**Problem statement:** Look below for the line with "Target: nose" and the line with "Target: brown patch on fur"; repeat exactly those two lines and all lines between them, but no pictures.

Segment Start: Available data

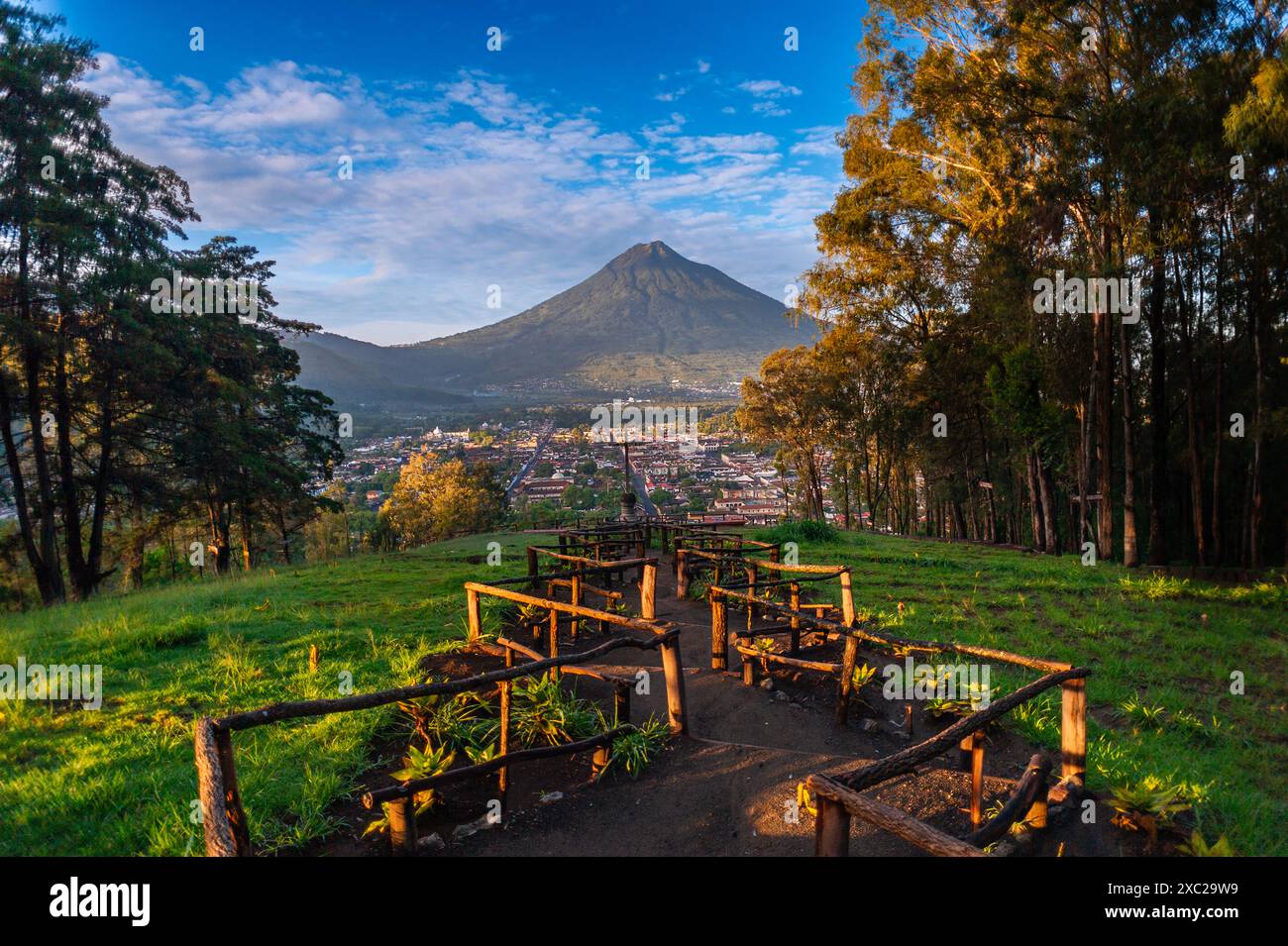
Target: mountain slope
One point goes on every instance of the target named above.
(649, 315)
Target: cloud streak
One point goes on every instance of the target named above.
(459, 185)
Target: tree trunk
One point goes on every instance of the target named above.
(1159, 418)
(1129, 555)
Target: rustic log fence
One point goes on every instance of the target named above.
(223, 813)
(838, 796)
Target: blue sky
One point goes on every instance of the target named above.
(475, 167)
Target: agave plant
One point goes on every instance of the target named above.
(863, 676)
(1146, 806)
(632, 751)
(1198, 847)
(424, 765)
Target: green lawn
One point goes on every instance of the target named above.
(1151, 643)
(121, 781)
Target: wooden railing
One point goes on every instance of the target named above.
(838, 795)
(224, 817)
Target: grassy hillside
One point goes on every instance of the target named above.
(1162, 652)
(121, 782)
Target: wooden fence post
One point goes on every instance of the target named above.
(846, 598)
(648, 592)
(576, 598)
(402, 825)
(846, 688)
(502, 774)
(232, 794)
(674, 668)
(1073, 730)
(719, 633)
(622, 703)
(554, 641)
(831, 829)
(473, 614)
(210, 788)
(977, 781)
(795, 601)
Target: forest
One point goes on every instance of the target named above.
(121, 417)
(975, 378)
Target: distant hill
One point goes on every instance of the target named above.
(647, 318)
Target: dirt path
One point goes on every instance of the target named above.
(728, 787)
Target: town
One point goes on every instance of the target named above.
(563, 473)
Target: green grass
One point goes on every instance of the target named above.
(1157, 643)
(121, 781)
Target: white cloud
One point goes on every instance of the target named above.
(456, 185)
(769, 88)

Segment End: Available data
Segment Start: Available data

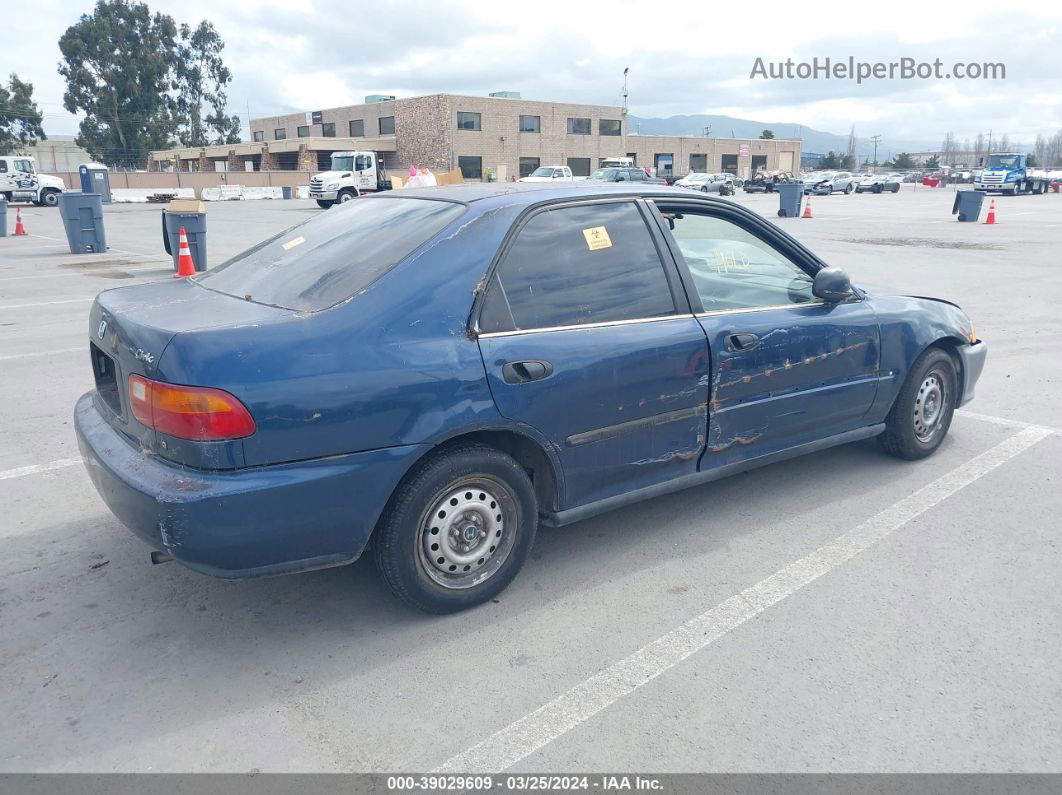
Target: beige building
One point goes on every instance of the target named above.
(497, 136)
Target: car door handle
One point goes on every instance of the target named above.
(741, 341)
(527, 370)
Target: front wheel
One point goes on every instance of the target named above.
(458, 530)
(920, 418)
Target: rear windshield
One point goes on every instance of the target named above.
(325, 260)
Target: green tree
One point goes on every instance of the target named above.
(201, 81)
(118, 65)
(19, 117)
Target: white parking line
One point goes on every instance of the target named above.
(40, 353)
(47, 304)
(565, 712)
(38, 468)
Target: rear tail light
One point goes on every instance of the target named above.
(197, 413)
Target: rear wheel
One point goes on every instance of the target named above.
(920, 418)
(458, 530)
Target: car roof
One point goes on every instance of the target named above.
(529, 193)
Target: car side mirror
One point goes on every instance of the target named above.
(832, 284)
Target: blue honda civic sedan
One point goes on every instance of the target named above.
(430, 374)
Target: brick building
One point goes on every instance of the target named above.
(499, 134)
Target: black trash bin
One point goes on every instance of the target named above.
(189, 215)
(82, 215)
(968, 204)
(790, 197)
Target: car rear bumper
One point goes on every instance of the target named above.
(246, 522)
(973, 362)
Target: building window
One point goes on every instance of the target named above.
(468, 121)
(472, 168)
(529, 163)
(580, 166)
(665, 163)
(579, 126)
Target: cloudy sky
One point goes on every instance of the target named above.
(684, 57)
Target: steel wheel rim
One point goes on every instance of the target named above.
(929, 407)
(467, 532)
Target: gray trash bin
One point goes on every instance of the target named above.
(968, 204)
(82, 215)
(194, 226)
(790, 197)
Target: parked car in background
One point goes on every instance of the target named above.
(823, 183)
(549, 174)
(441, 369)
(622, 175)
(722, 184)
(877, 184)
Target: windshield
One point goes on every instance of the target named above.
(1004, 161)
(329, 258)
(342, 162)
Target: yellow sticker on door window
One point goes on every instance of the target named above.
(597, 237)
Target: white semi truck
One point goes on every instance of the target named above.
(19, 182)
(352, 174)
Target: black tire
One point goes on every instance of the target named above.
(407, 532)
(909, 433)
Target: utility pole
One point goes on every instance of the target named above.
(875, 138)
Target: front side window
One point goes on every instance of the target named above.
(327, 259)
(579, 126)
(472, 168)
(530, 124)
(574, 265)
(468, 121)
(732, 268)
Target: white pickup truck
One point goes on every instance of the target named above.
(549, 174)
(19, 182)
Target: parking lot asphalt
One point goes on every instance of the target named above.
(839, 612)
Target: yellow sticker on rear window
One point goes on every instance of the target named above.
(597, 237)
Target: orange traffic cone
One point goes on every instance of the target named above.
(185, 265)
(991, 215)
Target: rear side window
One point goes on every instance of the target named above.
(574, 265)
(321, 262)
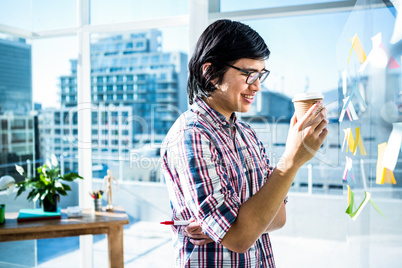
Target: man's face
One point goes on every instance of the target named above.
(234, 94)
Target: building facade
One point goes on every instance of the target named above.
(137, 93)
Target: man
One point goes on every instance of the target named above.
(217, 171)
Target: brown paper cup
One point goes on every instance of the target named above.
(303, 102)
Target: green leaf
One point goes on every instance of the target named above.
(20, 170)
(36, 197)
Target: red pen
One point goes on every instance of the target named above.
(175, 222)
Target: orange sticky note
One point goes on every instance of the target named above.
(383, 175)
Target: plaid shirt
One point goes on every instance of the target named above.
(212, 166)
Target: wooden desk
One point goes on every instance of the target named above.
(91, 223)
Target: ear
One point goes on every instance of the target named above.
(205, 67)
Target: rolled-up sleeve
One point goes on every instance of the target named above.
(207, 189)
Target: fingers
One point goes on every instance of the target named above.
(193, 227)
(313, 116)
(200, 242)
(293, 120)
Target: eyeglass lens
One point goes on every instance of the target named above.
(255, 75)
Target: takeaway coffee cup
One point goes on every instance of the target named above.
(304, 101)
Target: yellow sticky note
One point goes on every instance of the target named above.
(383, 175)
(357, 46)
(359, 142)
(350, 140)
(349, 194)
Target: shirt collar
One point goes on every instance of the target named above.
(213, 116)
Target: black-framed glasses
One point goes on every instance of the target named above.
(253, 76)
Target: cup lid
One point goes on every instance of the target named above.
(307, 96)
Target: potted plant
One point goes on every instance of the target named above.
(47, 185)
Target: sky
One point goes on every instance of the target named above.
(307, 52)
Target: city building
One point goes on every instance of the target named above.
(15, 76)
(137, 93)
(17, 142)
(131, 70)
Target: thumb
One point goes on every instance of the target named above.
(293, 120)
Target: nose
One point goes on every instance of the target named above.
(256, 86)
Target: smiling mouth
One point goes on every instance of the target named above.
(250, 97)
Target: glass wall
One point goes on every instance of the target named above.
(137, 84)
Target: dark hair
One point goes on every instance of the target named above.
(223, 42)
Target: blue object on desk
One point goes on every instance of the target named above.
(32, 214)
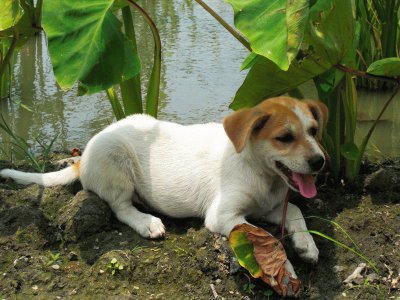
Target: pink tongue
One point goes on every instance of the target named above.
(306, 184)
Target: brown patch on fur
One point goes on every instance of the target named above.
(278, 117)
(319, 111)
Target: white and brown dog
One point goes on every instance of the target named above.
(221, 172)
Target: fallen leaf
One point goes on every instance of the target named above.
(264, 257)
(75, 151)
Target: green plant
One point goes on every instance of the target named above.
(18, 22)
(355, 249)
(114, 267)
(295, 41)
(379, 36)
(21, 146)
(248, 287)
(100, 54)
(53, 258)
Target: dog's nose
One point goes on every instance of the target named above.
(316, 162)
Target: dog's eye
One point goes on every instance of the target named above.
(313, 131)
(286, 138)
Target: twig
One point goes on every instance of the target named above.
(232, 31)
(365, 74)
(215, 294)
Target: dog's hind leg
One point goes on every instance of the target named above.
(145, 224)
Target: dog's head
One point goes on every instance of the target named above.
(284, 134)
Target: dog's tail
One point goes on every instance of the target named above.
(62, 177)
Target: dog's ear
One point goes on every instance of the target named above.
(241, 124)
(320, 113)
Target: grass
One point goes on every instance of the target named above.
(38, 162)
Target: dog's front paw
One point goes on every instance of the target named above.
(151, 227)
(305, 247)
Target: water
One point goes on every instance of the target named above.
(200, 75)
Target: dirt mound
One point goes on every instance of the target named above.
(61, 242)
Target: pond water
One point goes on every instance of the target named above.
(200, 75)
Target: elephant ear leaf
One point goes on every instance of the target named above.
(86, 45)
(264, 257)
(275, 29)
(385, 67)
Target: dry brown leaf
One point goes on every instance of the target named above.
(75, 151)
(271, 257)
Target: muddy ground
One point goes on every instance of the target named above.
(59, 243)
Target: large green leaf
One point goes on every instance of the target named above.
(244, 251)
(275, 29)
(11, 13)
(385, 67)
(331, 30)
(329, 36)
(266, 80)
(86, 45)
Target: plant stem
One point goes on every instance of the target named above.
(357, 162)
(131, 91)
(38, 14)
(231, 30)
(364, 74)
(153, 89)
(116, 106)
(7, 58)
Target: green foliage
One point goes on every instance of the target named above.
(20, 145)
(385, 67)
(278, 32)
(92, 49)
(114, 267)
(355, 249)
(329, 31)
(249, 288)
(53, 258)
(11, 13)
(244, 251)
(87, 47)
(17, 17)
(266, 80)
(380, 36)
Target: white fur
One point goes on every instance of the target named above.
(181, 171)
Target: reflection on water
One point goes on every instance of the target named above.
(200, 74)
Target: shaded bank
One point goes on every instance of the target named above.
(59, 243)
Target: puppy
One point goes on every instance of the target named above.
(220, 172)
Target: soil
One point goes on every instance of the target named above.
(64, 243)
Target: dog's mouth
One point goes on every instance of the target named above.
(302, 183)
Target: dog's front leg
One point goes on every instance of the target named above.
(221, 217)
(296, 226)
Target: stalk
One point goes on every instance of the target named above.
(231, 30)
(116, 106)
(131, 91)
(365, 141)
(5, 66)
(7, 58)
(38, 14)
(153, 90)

Segment End: Available data
Segment Start: Available data

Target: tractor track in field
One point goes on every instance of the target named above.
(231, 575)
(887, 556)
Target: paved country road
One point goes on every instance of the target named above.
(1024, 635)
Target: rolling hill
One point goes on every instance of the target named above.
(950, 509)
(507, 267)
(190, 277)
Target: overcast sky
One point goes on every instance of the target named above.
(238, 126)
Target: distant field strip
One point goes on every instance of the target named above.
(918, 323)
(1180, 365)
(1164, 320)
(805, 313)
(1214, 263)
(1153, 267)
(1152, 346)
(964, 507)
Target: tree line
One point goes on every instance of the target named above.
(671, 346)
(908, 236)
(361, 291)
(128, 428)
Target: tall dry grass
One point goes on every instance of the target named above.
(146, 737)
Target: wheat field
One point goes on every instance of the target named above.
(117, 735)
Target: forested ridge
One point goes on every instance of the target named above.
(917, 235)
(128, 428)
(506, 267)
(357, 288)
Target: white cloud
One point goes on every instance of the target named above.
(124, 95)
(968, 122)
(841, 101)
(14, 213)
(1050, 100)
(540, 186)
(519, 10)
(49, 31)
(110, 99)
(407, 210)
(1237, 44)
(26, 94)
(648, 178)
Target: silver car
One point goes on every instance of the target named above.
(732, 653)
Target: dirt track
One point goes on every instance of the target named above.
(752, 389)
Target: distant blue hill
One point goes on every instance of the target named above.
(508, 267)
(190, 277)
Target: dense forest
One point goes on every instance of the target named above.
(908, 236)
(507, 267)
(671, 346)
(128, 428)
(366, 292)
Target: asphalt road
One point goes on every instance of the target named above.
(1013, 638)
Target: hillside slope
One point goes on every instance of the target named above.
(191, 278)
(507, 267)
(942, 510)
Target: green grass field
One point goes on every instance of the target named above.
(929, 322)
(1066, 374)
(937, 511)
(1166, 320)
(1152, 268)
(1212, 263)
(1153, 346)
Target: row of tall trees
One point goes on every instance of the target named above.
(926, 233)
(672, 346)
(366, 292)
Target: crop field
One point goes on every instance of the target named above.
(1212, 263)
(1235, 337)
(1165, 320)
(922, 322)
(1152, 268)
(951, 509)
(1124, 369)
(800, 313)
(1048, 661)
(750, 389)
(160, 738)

Segment End: Available data

**Exercise answer:**
Target: nose
One point goes on every instance of the target named above.
(256, 86)
Target: smiling mouth
One point goes on every instance of the target named above.
(250, 97)
Target: glass wall
One point goes on every instance of the target named above.
(137, 84)
Target: dark hair
One point goes on every instance of the target named above.
(223, 42)
Target: blue object on desk
One point goes on every instance of the target named above.
(32, 214)
Target: pink tongue
One point goes on every instance of the target named above.
(306, 184)
Target: brown patch on fur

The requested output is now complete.